§ **Instructions to follow**
Reproduce verbatim the part of the data that opens with the line containing "of the rice" and closes with the line containing "pixel 271 249", with both of those lines included.

§ **Records for this exercise**
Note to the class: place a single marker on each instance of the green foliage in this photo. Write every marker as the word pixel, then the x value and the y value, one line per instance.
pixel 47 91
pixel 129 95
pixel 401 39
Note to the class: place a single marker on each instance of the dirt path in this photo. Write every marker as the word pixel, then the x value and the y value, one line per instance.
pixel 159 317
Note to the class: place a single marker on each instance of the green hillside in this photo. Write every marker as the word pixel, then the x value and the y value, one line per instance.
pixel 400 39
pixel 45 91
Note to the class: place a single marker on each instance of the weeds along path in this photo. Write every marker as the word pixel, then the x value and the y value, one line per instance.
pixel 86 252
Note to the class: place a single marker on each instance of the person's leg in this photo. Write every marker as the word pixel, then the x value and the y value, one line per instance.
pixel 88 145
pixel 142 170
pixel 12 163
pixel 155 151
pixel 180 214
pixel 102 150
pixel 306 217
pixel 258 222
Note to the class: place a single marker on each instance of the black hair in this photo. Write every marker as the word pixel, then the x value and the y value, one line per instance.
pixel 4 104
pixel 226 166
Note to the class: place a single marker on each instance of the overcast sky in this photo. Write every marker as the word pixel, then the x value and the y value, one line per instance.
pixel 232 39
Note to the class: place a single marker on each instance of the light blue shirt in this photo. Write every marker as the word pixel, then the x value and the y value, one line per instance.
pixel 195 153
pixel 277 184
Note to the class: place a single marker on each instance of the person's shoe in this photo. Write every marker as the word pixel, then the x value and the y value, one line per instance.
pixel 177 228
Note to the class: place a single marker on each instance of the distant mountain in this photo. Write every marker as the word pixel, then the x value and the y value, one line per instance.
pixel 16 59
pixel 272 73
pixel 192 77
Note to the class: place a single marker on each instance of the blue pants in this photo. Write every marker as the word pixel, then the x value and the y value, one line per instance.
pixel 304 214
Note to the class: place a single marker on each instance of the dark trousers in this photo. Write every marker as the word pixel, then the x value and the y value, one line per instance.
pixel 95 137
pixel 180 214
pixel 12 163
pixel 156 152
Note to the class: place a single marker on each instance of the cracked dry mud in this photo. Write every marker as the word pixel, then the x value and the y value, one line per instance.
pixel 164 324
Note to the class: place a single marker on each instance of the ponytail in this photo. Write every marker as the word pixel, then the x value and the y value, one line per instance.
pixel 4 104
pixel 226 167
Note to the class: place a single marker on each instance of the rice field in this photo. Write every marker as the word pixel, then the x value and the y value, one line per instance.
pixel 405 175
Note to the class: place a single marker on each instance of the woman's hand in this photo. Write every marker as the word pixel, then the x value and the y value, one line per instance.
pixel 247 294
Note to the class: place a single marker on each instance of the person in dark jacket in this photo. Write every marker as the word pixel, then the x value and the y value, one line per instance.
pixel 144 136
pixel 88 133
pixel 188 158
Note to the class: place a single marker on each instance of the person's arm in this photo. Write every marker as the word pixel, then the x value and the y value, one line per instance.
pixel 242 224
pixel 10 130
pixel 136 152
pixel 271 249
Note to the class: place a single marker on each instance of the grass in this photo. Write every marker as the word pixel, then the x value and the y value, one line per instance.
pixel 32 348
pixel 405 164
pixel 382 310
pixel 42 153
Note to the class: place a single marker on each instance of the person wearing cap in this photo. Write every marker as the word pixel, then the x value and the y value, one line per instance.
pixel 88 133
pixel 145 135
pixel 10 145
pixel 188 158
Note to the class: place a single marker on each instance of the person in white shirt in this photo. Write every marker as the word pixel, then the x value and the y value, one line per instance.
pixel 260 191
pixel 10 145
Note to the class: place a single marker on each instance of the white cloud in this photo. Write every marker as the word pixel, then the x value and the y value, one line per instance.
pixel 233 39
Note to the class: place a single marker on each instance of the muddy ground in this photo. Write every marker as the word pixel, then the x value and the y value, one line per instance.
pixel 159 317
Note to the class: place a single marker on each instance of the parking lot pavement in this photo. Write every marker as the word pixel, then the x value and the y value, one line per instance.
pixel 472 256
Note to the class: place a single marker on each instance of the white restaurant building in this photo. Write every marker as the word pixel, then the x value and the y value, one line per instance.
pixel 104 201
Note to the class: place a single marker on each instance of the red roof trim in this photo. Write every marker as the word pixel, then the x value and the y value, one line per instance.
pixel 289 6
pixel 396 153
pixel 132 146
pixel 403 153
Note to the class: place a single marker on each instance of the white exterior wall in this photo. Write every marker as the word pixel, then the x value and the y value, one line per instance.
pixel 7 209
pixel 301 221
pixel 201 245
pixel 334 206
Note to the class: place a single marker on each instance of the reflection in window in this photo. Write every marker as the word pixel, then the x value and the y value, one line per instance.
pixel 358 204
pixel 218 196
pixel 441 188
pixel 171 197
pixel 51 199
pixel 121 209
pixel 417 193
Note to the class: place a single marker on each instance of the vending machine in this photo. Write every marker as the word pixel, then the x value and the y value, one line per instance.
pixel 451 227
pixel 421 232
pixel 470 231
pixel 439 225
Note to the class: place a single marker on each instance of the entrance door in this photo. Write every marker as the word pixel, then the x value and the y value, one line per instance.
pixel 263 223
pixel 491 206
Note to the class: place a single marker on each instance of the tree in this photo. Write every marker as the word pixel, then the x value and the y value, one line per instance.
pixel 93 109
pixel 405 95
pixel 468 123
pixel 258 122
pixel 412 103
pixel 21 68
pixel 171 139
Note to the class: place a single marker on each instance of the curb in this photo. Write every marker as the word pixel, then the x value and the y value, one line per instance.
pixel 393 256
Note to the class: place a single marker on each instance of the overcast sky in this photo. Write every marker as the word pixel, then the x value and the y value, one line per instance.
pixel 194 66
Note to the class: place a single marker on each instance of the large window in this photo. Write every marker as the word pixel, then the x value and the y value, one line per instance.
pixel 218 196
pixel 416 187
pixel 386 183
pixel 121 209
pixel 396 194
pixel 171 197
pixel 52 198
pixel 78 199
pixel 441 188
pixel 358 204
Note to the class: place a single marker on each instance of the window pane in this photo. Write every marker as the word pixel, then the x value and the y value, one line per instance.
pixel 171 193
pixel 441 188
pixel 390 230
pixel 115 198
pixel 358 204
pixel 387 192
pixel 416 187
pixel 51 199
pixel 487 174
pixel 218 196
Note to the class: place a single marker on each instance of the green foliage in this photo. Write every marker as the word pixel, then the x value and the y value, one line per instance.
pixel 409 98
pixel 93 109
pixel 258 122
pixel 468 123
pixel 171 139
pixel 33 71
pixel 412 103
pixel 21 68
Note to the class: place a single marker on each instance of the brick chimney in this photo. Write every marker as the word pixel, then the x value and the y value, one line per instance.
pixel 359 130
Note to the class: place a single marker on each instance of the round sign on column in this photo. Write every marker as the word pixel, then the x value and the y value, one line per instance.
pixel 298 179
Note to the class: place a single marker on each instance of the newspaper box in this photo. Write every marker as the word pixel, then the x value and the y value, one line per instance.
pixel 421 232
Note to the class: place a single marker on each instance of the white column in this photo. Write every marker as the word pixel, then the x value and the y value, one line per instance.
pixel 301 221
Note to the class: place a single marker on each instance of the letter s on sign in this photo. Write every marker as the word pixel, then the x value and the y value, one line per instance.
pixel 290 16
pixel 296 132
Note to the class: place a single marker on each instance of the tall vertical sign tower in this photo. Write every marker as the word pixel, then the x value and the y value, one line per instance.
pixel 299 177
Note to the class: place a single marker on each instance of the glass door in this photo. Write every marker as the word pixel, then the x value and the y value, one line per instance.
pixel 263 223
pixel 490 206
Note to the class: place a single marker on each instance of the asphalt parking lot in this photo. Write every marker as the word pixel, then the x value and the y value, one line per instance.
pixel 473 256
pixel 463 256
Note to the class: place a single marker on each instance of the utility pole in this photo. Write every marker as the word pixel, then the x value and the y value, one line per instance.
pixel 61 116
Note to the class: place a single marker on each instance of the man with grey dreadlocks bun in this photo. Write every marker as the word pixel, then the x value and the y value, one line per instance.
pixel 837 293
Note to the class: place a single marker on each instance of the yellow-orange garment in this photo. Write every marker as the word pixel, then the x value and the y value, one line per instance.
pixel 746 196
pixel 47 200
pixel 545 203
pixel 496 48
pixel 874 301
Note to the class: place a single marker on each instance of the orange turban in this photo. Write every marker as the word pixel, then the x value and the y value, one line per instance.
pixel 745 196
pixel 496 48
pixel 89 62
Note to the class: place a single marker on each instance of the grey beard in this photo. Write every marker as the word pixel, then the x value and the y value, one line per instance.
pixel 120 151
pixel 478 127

§ **Task answer**
Note to the class: place a single marker on each instance of the rice field in this photo. Write every marker as the word pixel, then the x value and the y value, one line per instance.
pixel 405 175
Note to the class: place a single marker on each instance of the woman's hand in this photo. Write every marker as the word pixel, then the x value and the y value, one line per instance.
pixel 247 294
Note to the class: place a single marker on each instance of the person in dark jacket in this photo. Write every marker as the word pixel, then the x value and the y value, one line per instance.
pixel 144 136
pixel 88 133
pixel 188 158
Note to the class: place a single marker on each instance of the person's arm in this photo. Write every marker as the word pixel, then the x value and the y value, one line per instance.
pixel 242 224
pixel 10 130
pixel 136 152
pixel 271 249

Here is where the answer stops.